Input rows:

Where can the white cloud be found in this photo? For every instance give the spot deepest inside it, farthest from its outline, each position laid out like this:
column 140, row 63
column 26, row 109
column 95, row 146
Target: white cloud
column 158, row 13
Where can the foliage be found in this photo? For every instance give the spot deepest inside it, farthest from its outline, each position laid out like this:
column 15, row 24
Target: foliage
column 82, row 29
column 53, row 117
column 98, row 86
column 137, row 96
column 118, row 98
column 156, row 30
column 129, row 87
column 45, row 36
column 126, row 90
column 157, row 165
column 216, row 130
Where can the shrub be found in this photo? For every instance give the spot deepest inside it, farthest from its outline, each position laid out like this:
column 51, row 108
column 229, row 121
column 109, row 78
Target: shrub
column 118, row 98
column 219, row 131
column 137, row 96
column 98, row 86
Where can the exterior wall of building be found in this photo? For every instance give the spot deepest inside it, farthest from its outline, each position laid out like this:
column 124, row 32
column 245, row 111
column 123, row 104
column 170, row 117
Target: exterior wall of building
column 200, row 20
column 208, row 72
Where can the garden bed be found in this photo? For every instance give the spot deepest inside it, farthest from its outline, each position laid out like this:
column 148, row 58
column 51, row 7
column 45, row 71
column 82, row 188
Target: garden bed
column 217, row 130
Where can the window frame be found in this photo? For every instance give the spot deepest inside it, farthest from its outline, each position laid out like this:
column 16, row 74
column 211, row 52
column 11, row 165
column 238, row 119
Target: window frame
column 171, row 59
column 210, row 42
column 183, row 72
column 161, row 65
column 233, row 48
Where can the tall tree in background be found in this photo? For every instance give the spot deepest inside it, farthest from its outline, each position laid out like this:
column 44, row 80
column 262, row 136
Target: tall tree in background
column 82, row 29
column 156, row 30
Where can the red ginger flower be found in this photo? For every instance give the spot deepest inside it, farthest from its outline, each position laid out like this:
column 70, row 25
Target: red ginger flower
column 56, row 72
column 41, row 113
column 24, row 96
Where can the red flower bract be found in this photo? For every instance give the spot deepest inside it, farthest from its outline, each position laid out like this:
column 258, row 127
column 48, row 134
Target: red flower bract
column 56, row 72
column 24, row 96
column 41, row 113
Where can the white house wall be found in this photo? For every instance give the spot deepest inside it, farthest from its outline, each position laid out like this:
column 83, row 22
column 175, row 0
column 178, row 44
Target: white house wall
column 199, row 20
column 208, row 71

Work required:
Return all of the material above line for line, with every character unchanged.

Solution below:
Where can the white cloud be found in this photo? For every instance give the spot deepest inside it, farthest from its outline, each position laid out like this:
column 140, row 63
column 26, row 109
column 95, row 146
Target: white cloud
column 158, row 13
Where can the foliage be found in this photo? For every instance give the spot deepest inside it, farthest from its outline, each position laid out like this:
column 15, row 24
Target: foliage
column 82, row 29
column 53, row 117
column 98, row 86
column 137, row 96
column 118, row 98
column 156, row 30
column 129, row 87
column 45, row 36
column 126, row 90
column 157, row 165
column 216, row 130
Where can the shrub be found in this photo? For every instance give the spot deepest inside it, farthest from its outline, each position laid out like this:
column 51, row 108
column 229, row 121
column 109, row 78
Target: shrub
column 118, row 98
column 219, row 131
column 137, row 96
column 98, row 86
Where can the exterior wall of building be found in this photo? For every instance give the spot deepest inside it, farthest from its outline, each position laid out like this:
column 124, row 32
column 245, row 111
column 123, row 104
column 170, row 117
Target: exterior wall of building
column 200, row 20
column 208, row 72
Where can the garden bed be found in this photo? For every instance give the spot deepest inside it, farthest from its outline, each position laid out like this:
column 148, row 58
column 51, row 7
column 45, row 71
column 82, row 188
Target: garden bed
column 217, row 130
Where can the window frame be found in this photo? For every instance give the spot deepest inside it, farthest from its outline, each position laid out like this:
column 16, row 74
column 211, row 52
column 11, row 165
column 238, row 119
Target: window frame
column 171, row 59
column 210, row 42
column 183, row 72
column 161, row 65
column 233, row 48
Where can the tall tree in background be found in this photo? For every instance give the spot deepest inside it, farthest from its outline, each position laid out like this:
column 44, row 80
column 262, row 136
Target: tall tree in background
column 82, row 29
column 156, row 30
Where can the red ginger flower be found in this photo? For every instance give the spot deepest inside it, farthest from its outline, each position laid out like this:
column 70, row 25
Target: red ginger flower
column 56, row 72
column 41, row 113
column 24, row 96
Where can the red flower bract be found in this photo? For every instance give the spot deepest inside it, farthest from its outline, each position laid out like this:
column 258, row 127
column 48, row 134
Target: red flower bract
column 56, row 72
column 24, row 96
column 41, row 113
Where can the white house wall be found in this photo? For every instance give the spot deepest inside it, farthest from its outline, each position laid out like this:
column 83, row 22
column 175, row 0
column 178, row 44
Target: white house wall
column 199, row 20
column 208, row 71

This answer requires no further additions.